**Requirement**
Which lines in the entries below contain the string "negative", with case counting? Pull out each of those lines in full.

**Records to process**
-.-.-
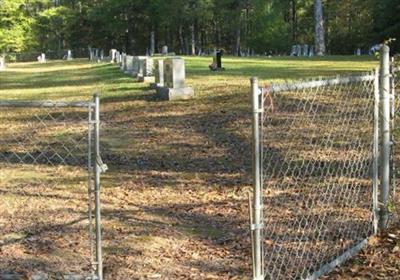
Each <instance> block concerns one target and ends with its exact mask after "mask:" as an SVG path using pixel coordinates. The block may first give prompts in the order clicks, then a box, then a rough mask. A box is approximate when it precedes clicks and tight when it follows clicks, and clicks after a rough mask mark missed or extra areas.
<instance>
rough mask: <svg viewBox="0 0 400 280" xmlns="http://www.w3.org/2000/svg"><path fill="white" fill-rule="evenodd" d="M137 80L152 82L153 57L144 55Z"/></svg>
mask: <svg viewBox="0 0 400 280" xmlns="http://www.w3.org/2000/svg"><path fill="white" fill-rule="evenodd" d="M138 81H139V82H149V83H154V59H153V58H151V57H149V56H148V57H146V58H144V59H143V70H142V73H141V75H138Z"/></svg>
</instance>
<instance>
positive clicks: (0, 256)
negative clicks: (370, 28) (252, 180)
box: [0, 57, 376, 280]
mask: <svg viewBox="0 0 400 280" xmlns="http://www.w3.org/2000/svg"><path fill="white" fill-rule="evenodd" d="M224 62H225V65H224V67H225V68H227V71H225V72H219V73H212V72H209V71H208V70H207V69H208V68H207V65H208V64H209V63H210V59H209V58H188V59H187V75H188V80H187V82H188V84H189V85H190V86H193V87H194V89H195V91H196V93H197V97H196V99H195V100H192V101H182V102H170V103H168V102H160V101H157V100H155V99H154V97H153V92H152V91H151V90H149V89H148V87H147V85H144V84H139V83H136V82H134V81H133V80H132V78H130V77H128V76H126V75H123V74H121V73H120V72H119V70H118V69H116V68H115V67H114V66H111V65H104V64H103V65H98V64H88V63H87V62H86V61H74V62H51V63H47V64H42V65H40V64H37V63H21V64H14V65H10V67H9V69H8V70H7V71H6V72H4V73H1V74H0V98H2V99H10V98H18V99H31V98H34V99H63V100H65V99H67V100H82V99H89V98H90V97H91V95H92V94H93V93H94V92H96V91H100V92H101V94H102V105H103V107H102V120H103V127H102V131H103V132H102V147H103V160H104V161H105V162H106V163H107V164H108V165H109V167H110V170H109V171H108V172H107V173H106V174H104V176H103V190H102V200H103V206H104V207H103V217H104V224H103V228H104V251H105V254H104V255H105V260H104V264H105V275H106V279H113V280H114V279H248V278H249V277H250V275H251V267H250V262H251V256H250V245H249V244H250V240H249V231H248V214H247V213H248V208H247V207H248V206H247V195H248V192H249V190H250V184H251V181H250V176H249V171H250V168H251V158H250V141H249V135H250V114H249V101H248V90H249V81H248V78H249V77H250V76H253V75H257V76H259V77H260V78H261V79H262V83H266V82H267V81H269V80H274V81H276V80H279V79H283V78H289V79H295V78H299V77H314V76H318V75H333V74H337V73H347V72H350V71H354V70H355V71H367V70H370V69H372V68H373V67H374V66H375V65H376V62H375V61H368V60H367V61H365V59H364V58H361V59H360V58H354V59H352V60H350V61H349V58H345V57H334V58H328V59H325V60H324V59H317V58H316V59H313V60H302V59H285V58H282V59H271V60H261V59H233V58H226V59H225V60H224ZM3 178H4V177H3ZM67 178H70V177H69V176H67ZM73 184H74V183H73ZM58 192H59V193H58V194H59V195H58V196H53V197H46V199H47V202H46V203H47V205H48V206H50V207H52V206H53V207H54V205H59V206H60V207H59V210H60V211H61V210H63V211H64V210H65V211H66V210H68V208H69V207H68V206H66V205H64V203H65V196H67V197H68V200H70V201H71V204H70V205H79V209H80V208H82V212H81V213H75V214H74V215H76V216H77V217H84V216H85V213H84V206H85V205H86V201H87V199H86V196H85V194H84V191H83V189H82V196H81V197H80V196H79V195H76V193H74V192H71V191H70V190H68V189H67V190H64V191H63V190H58ZM17 195H18V194H17ZM22 197H26V193H24V194H23V195H22ZM21 207H22V206H21ZM32 211H35V210H34V209H33V210H32ZM33 217H34V215H33ZM33 228H35V226H34V224H33ZM60 230H61V231H64V232H68V231H71V230H75V232H76V233H77V234H80V233H81V235H82V236H83V235H84V234H86V228H85V227H84V226H82V227H79V226H73V227H71V226H70V227H68V226H67V228H65V229H60V228H57V227H55V228H47V229H46V231H47V232H48V234H49V236H51V235H52V234H55V232H58V231H60ZM26 232H27V230H26V229H24V228H22V229H21V230H20V232H18V233H17V236H18V237H21V238H22V239H24V234H25V233H26ZM34 235H37V234H36V231H35V232H34ZM0 240H1V241H3V242H4V240H8V241H11V242H9V243H6V244H4V243H3V242H2V243H1V244H2V245H0V246H1V249H0V270H12V269H16V270H20V271H22V272H23V271H24V270H25V271H26V266H24V265H26V264H29V266H31V267H34V268H39V269H43V267H51V268H52V269H54V270H55V271H59V270H61V271H65V264H62V263H61V262H56V263H51V262H52V260H50V259H49V260H43V259H41V260H40V258H39V260H40V261H41V262H42V263H41V264H39V263H37V262H36V261H34V260H33V259H34V258H38V256H39V255H38V253H37V251H35V250H34V249H32V248H31V247H30V246H32V245H31V244H38V243H36V242H39V241H37V240H38V239H30V240H29V242H26V240H25V241H24V240H21V239H20V238H10V236H6V237H5V236H4V235H3V236H0ZM61 244H62V243H61ZM13 246H19V248H20V249H21V252H23V254H21V255H17V256H15V255H14V259H13V262H10V261H9V260H11V258H10V254H13V252H14V250H13ZM57 246H58V245H57ZM40 248H42V247H40ZM44 248H45V251H44V252H41V253H42V254H43V253H46V254H48V253H49V251H48V250H47V249H48V248H47V249H46V247H44ZM83 249H84V248H82V250H79V251H80V253H81V254H83V255H84V257H85V258H86V259H87V257H88V251H87V250H86V249H85V250H83ZM46 250H47V251H46ZM85 252H86V253H85ZM85 254H86V255H85ZM43 262H47V263H43ZM17 268H18V269H17ZM79 269H80V270H86V269H87V268H86V267H85V266H84V265H83V264H82V266H81V267H80V268H79ZM79 269H78V270H79Z"/></svg>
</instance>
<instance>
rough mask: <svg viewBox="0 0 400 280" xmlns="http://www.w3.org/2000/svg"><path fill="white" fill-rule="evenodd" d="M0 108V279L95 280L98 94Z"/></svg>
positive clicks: (98, 240) (97, 134) (96, 268)
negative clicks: (90, 101) (90, 96)
mask: <svg viewBox="0 0 400 280" xmlns="http://www.w3.org/2000/svg"><path fill="white" fill-rule="evenodd" d="M0 108H1V110H0V131H1V137H0V194H1V195H0V248H1V251H2V254H1V259H0V278H5V279H21V278H22V279H27V278H29V279H31V278H32V279H102V270H101V269H102V267H101V265H102V260H101V238H100V237H101V236H100V200H99V183H100V181H99V178H100V177H99V176H100V175H99V174H100V171H101V168H102V167H103V165H102V163H101V160H100V157H99V151H98V141H99V140H98V127H99V118H98V116H99V114H98V111H99V109H98V108H99V103H98V98H97V97H96V98H95V100H94V101H91V102H77V103H64V102H41V101H38V102H23V101H0ZM7 277H8V278H7ZM13 277H14V278H13ZM18 277H20V278H18ZM68 277H70V278H68Z"/></svg>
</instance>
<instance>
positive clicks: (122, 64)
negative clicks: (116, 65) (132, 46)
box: [121, 53, 126, 72]
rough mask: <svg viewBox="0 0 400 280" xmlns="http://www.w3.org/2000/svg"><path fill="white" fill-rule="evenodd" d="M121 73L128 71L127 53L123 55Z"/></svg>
mask: <svg viewBox="0 0 400 280" xmlns="http://www.w3.org/2000/svg"><path fill="white" fill-rule="evenodd" d="M121 71H123V72H125V71H126V53H122V55H121Z"/></svg>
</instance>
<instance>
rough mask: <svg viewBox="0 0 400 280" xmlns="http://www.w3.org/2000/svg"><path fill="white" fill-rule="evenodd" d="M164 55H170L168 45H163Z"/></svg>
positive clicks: (162, 54) (163, 50) (162, 51)
mask: <svg viewBox="0 0 400 280" xmlns="http://www.w3.org/2000/svg"><path fill="white" fill-rule="evenodd" d="M161 53H162V55H168V46H163V47H162V49H161Z"/></svg>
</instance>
-.-.-
**Output for this task**
negative clicks: (370, 28) (252, 180)
negative clicks: (90, 101) (90, 96)
negative clicks: (116, 65) (132, 46)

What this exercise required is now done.